Action item> Omitting the pictures, print every line below exactly as it stands.

Given information>
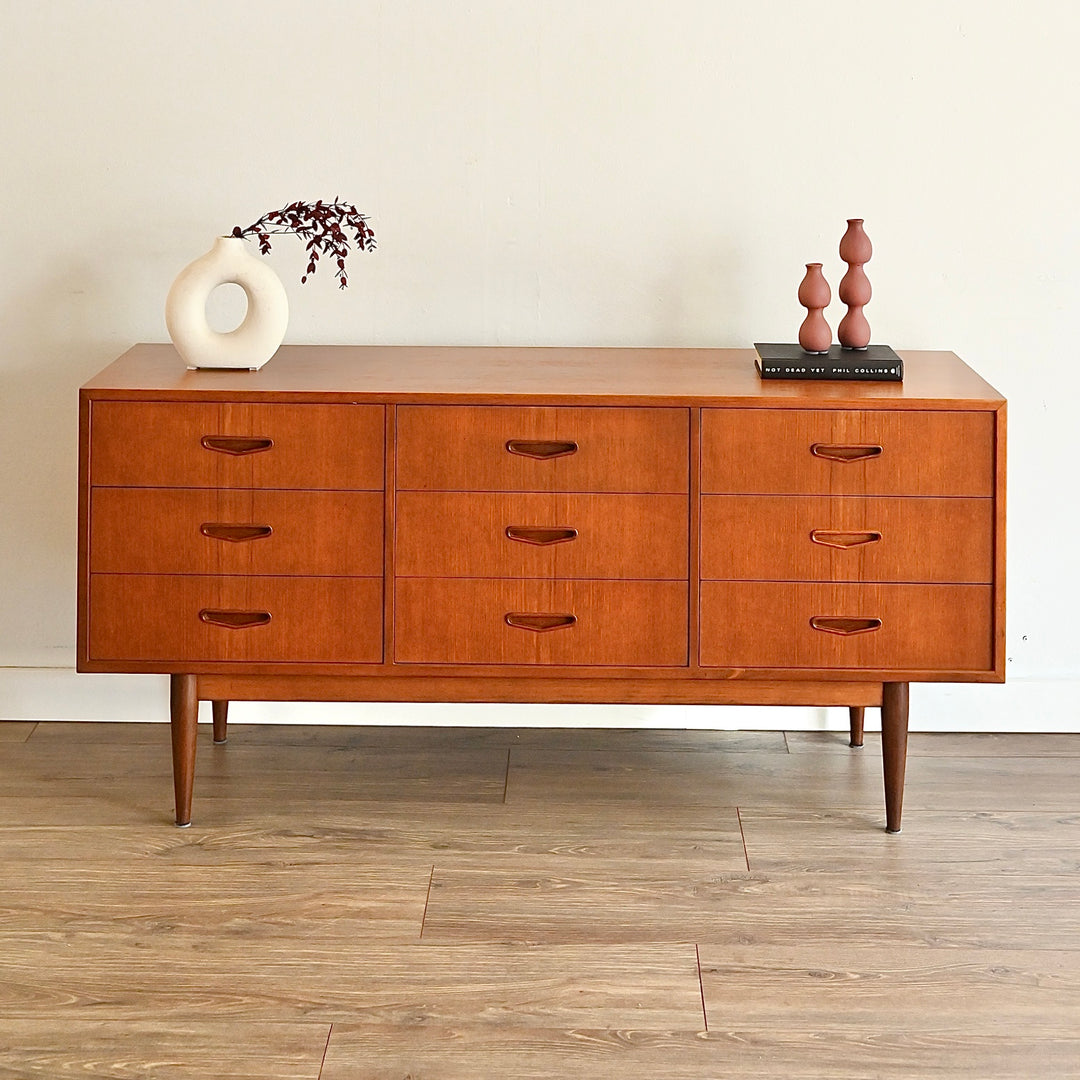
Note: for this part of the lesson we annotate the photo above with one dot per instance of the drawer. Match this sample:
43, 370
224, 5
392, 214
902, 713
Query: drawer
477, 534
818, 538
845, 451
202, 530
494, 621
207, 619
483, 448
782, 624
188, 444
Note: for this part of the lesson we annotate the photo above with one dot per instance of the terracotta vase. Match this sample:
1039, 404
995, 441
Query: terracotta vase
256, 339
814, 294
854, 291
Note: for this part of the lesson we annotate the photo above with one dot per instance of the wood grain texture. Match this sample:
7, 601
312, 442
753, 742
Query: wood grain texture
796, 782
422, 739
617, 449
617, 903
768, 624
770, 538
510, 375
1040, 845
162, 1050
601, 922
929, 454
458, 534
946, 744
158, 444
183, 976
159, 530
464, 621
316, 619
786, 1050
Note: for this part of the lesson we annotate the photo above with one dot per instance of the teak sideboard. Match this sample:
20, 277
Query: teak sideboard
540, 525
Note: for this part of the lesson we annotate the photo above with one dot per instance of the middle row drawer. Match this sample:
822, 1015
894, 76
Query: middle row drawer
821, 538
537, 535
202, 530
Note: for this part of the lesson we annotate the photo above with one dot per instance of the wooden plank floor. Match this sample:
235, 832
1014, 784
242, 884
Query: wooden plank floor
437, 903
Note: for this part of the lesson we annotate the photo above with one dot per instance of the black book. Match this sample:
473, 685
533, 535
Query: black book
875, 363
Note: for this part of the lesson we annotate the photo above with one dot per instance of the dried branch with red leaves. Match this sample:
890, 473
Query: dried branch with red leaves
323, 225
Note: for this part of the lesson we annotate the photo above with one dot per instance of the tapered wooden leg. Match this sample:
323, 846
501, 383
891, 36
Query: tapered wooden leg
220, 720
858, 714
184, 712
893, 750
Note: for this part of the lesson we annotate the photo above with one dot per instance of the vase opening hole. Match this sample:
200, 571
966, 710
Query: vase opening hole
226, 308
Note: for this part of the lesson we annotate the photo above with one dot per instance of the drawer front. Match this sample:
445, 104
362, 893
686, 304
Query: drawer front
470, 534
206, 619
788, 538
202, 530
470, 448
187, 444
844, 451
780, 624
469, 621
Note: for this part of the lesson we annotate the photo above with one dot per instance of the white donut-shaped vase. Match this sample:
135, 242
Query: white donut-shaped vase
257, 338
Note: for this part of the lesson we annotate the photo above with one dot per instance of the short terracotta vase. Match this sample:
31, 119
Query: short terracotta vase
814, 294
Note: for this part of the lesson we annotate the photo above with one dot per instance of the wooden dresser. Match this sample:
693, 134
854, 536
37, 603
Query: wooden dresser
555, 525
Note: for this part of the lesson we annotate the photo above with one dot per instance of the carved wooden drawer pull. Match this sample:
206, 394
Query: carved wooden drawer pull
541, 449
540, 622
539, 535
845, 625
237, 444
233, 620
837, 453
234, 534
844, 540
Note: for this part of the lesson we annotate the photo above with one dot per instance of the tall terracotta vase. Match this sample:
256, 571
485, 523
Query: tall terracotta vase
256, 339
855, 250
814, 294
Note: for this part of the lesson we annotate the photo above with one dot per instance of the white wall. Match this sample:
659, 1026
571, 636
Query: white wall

Exercise result>
Note: for this part of the lesson we annotate the photo above with one dot per instance of the drawer. Match this sample:
43, 370
224, 5
392, 214
902, 713
Query: drawer
477, 534
818, 538
845, 451
202, 530
494, 621
207, 619
483, 448
782, 624
188, 444
Note: for this part of the lesson we annotate the photo above with one dot per instance of the terracotta vase. Match this sample:
1039, 404
995, 441
Query: terracotta vase
256, 339
814, 294
854, 291
Note: for this part of the lesson we annotate the photo above with one dot per instance of the wood grain texture. Match this sample:
7, 601
312, 442
753, 742
Query: wood grain texture
796, 782
422, 739
617, 449
617, 903
768, 624
770, 538
510, 375
1040, 845
162, 1050
601, 922
929, 454
458, 534
946, 744
158, 444
183, 976
159, 530
464, 621
316, 619
786, 1050
Note: for this part of the lesson we annotate the photo above with one dot per instance of the teak sideboard. Match this sample:
20, 277
Query: teak sideboard
540, 525
Note: for this part of the lesson we annotate the photo above with one dot per instance of the middle row drawer. Match this sample:
822, 1015
894, 76
Query: middle row drawer
821, 538
537, 535
202, 530
Note: for this part of the lesson we annotate the photo above with one dot per instance of the wooden plank floor. Match this sample:
235, 832
1014, 784
242, 884
Query: wooden plank floor
437, 903
Note: for this part of the lesson we annotate the photo above with one dot per instance of the black book. Match this sample:
473, 685
533, 535
Query: black book
875, 363
Note: for this part of the lesson we annotate the photo above with one dot per instance of the dried branch with red leaves. Match this sample:
890, 473
Query: dried branch with red leaves
323, 225
Note: for this part of the lesson we annotate the photo above with one dot per instance of the tapered wooden leg. Match this sample:
323, 846
501, 383
891, 36
Query: tapered wooden leg
220, 720
858, 714
184, 712
893, 750
Note: for this part of the lesson we annotate the photo above with one dot per instance of the vase opening hole. Match this sample:
200, 571
966, 710
Query: vase opening hole
226, 308
Note: for this part of the lesson we annotate the photo above with one dot per instance of the drawer front. Match this sample:
445, 104
362, 893
686, 304
Query: drawer front
470, 534
206, 619
788, 538
202, 530
470, 448
187, 444
844, 451
780, 624
469, 621
Note: for this part of the lesson we annotate the photo above with one dot per instance of the white donut-shaped vase. Match this sample:
135, 242
Query: white donut-shaped vase
257, 338
Note: for this part of the lesson we annotate the photo above with one dot per instance of the short terracotta vase. Match this sample:
31, 119
Query: short terracotta vase
814, 294
Note: for this part of the lesson we annotate the photo above with one dot per instance of the wooden dresser. Match this sample:
693, 134
854, 536
37, 603
Query: wooden dresser
555, 525
Note: for this part of the lesson we annotate the photo above with one dot per instance of the carved wooden drawer pull. Match this sample:
206, 394
Query: carved wooden drawer pull
541, 449
540, 622
539, 535
845, 625
237, 444
233, 620
837, 453
234, 534
844, 540
Note: for this part of the lesson we annotate the photo above with one dot per instance of the tall terracotta vase. Match this sample:
256, 571
485, 523
Query: tall terracotta vase
256, 339
855, 250
814, 294
Note: for this part of the lesson we annotate the photo above with one dot per instance of the white wall. Match this sample:
659, 1026
571, 636
Query: white wall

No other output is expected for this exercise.